**What is being asked:** Render the lines below as a Markdown table with two columns, Row and Line, giving each row a sequential number and omitting any blank lines.

**Provided entries:**
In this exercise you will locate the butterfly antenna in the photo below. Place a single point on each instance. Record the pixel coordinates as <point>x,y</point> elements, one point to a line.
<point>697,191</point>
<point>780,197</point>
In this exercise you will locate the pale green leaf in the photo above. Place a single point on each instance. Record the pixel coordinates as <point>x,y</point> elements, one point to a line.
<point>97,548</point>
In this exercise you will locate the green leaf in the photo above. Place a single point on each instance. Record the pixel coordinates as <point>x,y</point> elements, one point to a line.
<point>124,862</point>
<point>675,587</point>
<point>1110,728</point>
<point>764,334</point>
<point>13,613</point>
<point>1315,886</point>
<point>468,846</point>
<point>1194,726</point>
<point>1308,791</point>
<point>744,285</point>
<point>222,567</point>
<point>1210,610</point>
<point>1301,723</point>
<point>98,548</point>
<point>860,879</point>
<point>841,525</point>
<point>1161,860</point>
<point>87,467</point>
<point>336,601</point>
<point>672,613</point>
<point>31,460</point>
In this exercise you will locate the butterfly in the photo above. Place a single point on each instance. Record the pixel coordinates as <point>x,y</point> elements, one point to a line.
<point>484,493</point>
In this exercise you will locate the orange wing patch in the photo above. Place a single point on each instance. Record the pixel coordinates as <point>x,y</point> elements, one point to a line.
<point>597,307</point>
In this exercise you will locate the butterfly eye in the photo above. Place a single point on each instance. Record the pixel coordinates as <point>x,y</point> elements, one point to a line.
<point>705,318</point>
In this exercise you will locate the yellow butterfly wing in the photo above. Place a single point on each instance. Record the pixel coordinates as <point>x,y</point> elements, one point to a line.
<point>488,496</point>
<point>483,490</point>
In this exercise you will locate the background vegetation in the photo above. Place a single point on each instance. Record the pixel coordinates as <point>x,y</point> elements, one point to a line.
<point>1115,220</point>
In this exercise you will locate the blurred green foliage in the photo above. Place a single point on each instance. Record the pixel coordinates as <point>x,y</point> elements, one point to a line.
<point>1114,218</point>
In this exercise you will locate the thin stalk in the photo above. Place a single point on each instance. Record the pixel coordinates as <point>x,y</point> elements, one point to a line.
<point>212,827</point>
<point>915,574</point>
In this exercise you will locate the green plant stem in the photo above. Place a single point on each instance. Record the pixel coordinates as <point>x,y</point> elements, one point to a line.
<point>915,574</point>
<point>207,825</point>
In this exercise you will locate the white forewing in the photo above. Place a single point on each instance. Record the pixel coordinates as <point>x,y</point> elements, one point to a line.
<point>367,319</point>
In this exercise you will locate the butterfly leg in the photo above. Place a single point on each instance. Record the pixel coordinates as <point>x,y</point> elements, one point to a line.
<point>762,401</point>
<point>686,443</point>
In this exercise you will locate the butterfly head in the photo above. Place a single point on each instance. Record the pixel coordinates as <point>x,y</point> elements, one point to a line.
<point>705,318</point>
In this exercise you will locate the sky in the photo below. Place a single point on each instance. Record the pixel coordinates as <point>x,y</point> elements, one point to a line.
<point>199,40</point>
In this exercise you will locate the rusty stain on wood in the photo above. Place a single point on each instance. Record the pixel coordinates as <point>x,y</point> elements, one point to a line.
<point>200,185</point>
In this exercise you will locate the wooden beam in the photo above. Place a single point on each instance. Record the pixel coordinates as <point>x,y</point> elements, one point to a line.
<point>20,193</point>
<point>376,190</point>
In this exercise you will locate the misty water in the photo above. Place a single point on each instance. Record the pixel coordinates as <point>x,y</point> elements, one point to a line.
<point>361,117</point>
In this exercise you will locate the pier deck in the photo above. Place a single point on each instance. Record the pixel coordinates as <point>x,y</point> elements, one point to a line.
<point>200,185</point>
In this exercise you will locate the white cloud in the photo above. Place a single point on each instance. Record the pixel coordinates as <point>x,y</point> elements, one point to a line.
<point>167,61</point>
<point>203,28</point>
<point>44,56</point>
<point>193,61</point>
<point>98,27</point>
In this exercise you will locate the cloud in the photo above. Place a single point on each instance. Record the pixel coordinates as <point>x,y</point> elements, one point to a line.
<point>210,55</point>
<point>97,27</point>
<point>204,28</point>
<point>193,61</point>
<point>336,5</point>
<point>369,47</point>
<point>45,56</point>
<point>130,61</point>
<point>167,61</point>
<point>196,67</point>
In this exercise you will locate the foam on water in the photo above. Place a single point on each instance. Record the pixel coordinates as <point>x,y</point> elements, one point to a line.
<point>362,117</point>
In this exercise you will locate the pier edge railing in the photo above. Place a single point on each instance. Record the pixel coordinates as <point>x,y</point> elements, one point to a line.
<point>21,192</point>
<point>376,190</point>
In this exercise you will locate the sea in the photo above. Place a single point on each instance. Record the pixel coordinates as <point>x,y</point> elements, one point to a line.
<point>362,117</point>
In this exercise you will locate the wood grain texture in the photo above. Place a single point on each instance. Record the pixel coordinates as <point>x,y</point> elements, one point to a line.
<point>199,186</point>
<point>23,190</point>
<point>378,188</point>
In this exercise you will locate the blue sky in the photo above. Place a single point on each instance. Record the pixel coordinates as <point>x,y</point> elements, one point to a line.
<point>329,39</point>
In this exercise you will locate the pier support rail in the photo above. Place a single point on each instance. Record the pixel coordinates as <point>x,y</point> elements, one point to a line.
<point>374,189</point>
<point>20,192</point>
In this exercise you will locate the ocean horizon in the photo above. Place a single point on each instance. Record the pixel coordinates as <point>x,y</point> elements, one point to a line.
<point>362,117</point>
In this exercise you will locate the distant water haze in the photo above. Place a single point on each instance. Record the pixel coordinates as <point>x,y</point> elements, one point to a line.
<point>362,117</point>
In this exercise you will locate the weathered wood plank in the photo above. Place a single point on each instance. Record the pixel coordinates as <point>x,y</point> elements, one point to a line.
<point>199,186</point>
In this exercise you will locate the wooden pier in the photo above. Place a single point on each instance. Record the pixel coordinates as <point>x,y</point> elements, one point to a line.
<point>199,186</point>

**Answer to this problem:**
| Row | Line |
|---|---|
| 1 | In this exercise you will locate the butterfly antenna in the photo below. Place a single point on each instance. Record the pixel coordinates as <point>x,y</point> elements, one point to a line. |
| 2 | <point>697,191</point> |
| 3 | <point>780,197</point> |
| 4 | In this exercise you will locate the pale green leaf in the photo above. Place a single point on each instance. Record the pixel coordinates as <point>x,y</point> elements, one point to a line. |
| 5 | <point>97,548</point> |
| 6 | In this exercise you will locate the green leaf in the photo above. Place a single point on each instance. Record the pixel coordinates as <point>x,y</point> elements, one point to a line. |
| 7 | <point>124,862</point> |
| 8 | <point>675,587</point> |
| 9 | <point>1110,728</point> |
| 10 | <point>764,334</point> |
| 11 | <point>13,613</point> |
| 12 | <point>1315,886</point> |
| 13 | <point>468,846</point> |
| 14 | <point>1194,726</point> |
| 15 | <point>1308,791</point> |
| 16 | <point>744,285</point> |
| 17 | <point>222,567</point> |
| 18 | <point>1210,610</point> |
| 19 | <point>1301,723</point> |
| 20 | <point>98,548</point> |
| 21 | <point>860,879</point> |
| 22 | <point>841,525</point> |
| 23 | <point>1161,860</point> |
| 24 | <point>87,467</point> |
| 25 | <point>336,601</point> |
| 26 | <point>672,613</point> |
| 27 | <point>31,460</point> |
| 28 | In this exercise you will locate the butterfly in the photo above. Place a single point on each instance. Record the pixel coordinates as <point>x,y</point> elements, one point to a line. |
| 29 | <point>484,493</point> |
| 30 | In this exercise you will locate the orange wing patch in the photo above. Place a single point on each instance. Record the pixel coordinates as <point>x,y</point> elements, one point to a line. |
| 31 | <point>597,307</point> |
| 32 | In this exercise you will locate the butterfly eye in the photo above. Place a single point on each instance. Record the pixel coordinates as <point>x,y</point> elements, one point to a line. |
| 33 | <point>705,318</point> |
| 34 | In this exercise you will locate the yellow butterfly wing in the photo above. Place a single point on each instance. Record the pixel coordinates as <point>x,y</point> elements, one point to a line. |
| 35 | <point>488,496</point> |
| 36 | <point>483,490</point> |
| 37 | In this exercise you will locate the background vegetation in the photo above. Place a single point on each instance. Record the pixel coordinates as <point>x,y</point> elements, one point to a line. |
| 38 | <point>1115,220</point> |
| 39 | In this exercise you will locate the blurred green foliage in the photo above. Place a single point on each instance. Record the pixel coordinates as <point>x,y</point> elements, one point to a line. |
| 40 | <point>1114,218</point> |
| 41 | In this exercise you will locate the thin stalk in the photo above. Place a single point on each instance. Record the pixel coordinates as <point>x,y</point> elements, one point to a line. |
| 42 | <point>212,827</point> |
| 43 | <point>915,574</point> |
| 44 | In this exercise you will locate the green plant stem in the photo above. Place a single point on each instance. Record the pixel coordinates as <point>x,y</point> elements, one point to a line. |
| 45 | <point>915,574</point> |
| 46 | <point>207,825</point> |
| 47 | In this exercise you will locate the white forewing in the photo above. Place a single point on each instance. Record the pixel coordinates as <point>x,y</point> elements, one point to a line. |
| 48 | <point>367,319</point> |
| 49 | In this exercise you will locate the butterfly leg in the photo above. Place a single point on each instance. Record the pixel coordinates as <point>x,y</point> elements, one point to a line. |
| 50 | <point>762,401</point> |
| 51 | <point>686,443</point> |
| 52 | In this exercise you will locate the butterfly head in the photo above. Place a single point on each instance. Record the pixel coordinates as <point>x,y</point> elements, one point to a line. |
| 53 | <point>705,318</point> |
| 54 | In this exercise you will locate the sky in the photo below. Place a single point on each instance. Record the pixel coordinates as <point>x,y</point> elements, one point to a line. |
| 55 | <point>199,40</point> |
| 56 | In this exercise you will locate the rusty stain on wood in the photo above. Place a single point on each instance. Record the pixel coordinates as <point>x,y</point> elements, one point to a line. |
| 57 | <point>200,185</point> |
| 58 | In this exercise you will locate the wooden beam in the photo above. Place a single point on each instance. Record the pixel coordinates as <point>x,y</point> elements, one point to a line. |
| 59 | <point>20,193</point> |
| 60 | <point>376,190</point> |
| 61 | In this exercise you will locate the misty water in the photo above. Place a single point on each instance. Record the pixel coordinates as <point>x,y</point> elements, one point to a line. |
| 62 | <point>361,117</point> |
| 63 | In this exercise you will locate the pier deck in the photo above. Place a single point on each instance. Record the pixel coordinates as <point>x,y</point> elements, one point to a line. |
| 64 | <point>200,185</point> |
| 65 | In this exercise you will locate the white cloud in the photo above. Place a single point on each instance. Record the pixel coordinates as <point>x,y</point> elements, one point to a line. |
| 66 | <point>167,61</point> |
| 67 | <point>203,28</point> |
| 68 | <point>44,56</point> |
| 69 | <point>193,61</point> |
| 70 | <point>98,27</point> |
| 71 | In this exercise you will locate the cloud in the photo above. Place a single point on each instance. Record the pixel coordinates as <point>x,y</point> elements, one point to a line. |
| 72 | <point>210,55</point> |
| 73 | <point>97,27</point> |
| 74 | <point>204,28</point> |
| 75 | <point>193,61</point> |
| 76 | <point>336,5</point> |
| 77 | <point>369,47</point> |
| 78 | <point>45,56</point> |
| 79 | <point>130,61</point> |
| 80 | <point>167,61</point> |
| 81 | <point>196,67</point> |
| 82 | In this exercise you will locate the foam on water in the photo above. Place a single point on each instance. Record the pixel coordinates as <point>x,y</point> elements, one point to a line. |
| 83 | <point>362,117</point> |
| 84 | In this exercise you will locate the pier edge railing in the photo above. Place a single point on each instance. Record the pixel coordinates as <point>x,y</point> elements, one point to a line. |
| 85 | <point>21,192</point> |
| 86 | <point>376,190</point> |
| 87 | In this exercise you will locate the sea in the photo above. Place a single point on each instance. Record the pixel coordinates as <point>x,y</point> elements, one point to a line. |
| 88 | <point>362,117</point> |
| 89 | In this exercise you will locate the wood grain texture in the photo above. Place a single point on each instance. Record the pixel coordinates as <point>x,y</point> elements, one point to a line. |
| 90 | <point>199,186</point> |
| 91 | <point>23,190</point> |
| 92 | <point>378,188</point> |
| 93 | In this exercise you will locate the blue sky in the photo above. Place a single point on each instance. Record the pixel coordinates as <point>x,y</point> elements, one point to a line. |
| 94 | <point>329,39</point> |
| 95 | In this exercise you will locate the pier support rail in the photo above. Place a single point on each instance. Record the pixel coordinates as <point>x,y</point> elements, one point to a line. |
| 96 | <point>374,189</point> |
| 97 | <point>20,192</point> |
| 98 | In this exercise you will locate the ocean horizon in the photo above. Place a single point on each instance. Record the pixel coordinates as <point>x,y</point> elements, one point to a line. |
| 99 | <point>362,117</point> |
| 100 | In this exercise you will locate the distant water haze in the photo above. Place a single point on each instance. Record the pixel coordinates as <point>x,y</point> elements, one point to a line. |
| 101 | <point>362,117</point> |
| 102 | In this exercise you will locate the weathered wood plank in the photo above. Place a single point on each instance. Record the pixel coordinates as <point>x,y</point> elements, one point to a line. |
| 103 | <point>199,186</point> |
| 104 | In this exercise you will locate the wooden pier in the photo above. Place a single point on each instance. Record the pixel coordinates as <point>x,y</point> elements, one point to a line. |
| 105 | <point>199,186</point> |